Exercise details
Print the following lines exactly as they appear, without any changes.

Records for the task
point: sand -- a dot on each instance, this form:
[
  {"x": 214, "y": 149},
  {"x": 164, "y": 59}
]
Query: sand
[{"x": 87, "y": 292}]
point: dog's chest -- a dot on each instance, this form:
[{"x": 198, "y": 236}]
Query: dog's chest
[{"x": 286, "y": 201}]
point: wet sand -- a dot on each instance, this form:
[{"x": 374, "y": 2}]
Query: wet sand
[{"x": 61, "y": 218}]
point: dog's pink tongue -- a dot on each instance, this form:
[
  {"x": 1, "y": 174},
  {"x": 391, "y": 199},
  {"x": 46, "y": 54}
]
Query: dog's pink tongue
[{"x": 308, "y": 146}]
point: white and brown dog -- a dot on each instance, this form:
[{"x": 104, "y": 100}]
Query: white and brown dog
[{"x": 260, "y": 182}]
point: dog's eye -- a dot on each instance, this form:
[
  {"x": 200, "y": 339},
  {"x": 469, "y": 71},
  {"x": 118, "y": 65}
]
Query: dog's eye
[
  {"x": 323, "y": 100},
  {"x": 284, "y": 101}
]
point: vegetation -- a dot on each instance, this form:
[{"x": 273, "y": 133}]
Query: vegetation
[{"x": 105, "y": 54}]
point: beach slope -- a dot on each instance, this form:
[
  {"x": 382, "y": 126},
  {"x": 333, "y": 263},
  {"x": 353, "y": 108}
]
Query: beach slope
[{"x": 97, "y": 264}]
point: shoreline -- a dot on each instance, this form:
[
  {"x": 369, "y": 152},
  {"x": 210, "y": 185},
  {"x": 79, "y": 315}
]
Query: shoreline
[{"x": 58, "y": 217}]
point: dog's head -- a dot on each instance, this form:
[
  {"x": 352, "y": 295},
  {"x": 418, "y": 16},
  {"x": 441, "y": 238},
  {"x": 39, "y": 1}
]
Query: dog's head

Solution
point: sand -- a dot on each instance, this form:
[
  {"x": 214, "y": 149},
  {"x": 164, "y": 59}
]
Query: sand
[{"x": 87, "y": 292}]
point: dog's chest -- a dot on each instance, this form:
[{"x": 198, "y": 236}]
Query: dog's chest
[{"x": 286, "y": 201}]
point: wet sand -- a dot on each instance, this form:
[{"x": 374, "y": 2}]
Query: wet sand
[{"x": 61, "y": 218}]
point: dog's pink tongue -- a dot on each instance, this form:
[
  {"x": 1, "y": 174},
  {"x": 391, "y": 199},
  {"x": 46, "y": 54}
]
Query: dog's pink tongue
[{"x": 308, "y": 146}]
point: white and brown dog -- a dot on each instance, this form:
[{"x": 104, "y": 100}]
Query: white and brown dog
[{"x": 260, "y": 182}]
point: dog's eye -- a dot on each instance, this form:
[
  {"x": 200, "y": 339},
  {"x": 469, "y": 71},
  {"x": 118, "y": 65}
]
Query: dog's eye
[
  {"x": 323, "y": 100},
  {"x": 284, "y": 101}
]
point: vegetation -- a dot on each instance, this form:
[{"x": 273, "y": 133}]
Query: vegetation
[{"x": 105, "y": 54}]
point: beach slope -- a dot on each instance, this form:
[
  {"x": 382, "y": 126},
  {"x": 333, "y": 263},
  {"x": 353, "y": 108}
]
Query: beach slope
[{"x": 97, "y": 264}]
point: shoreline -- a dot on each instance, this form:
[
  {"x": 369, "y": 152},
  {"x": 210, "y": 185},
  {"x": 79, "y": 315}
]
Query: shoreline
[{"x": 58, "y": 217}]
point: dog's head -- a dot on each instance, this form:
[
  {"x": 352, "y": 295},
  {"x": 418, "y": 16},
  {"x": 441, "y": 238},
  {"x": 39, "y": 1}
]
Query: dog's head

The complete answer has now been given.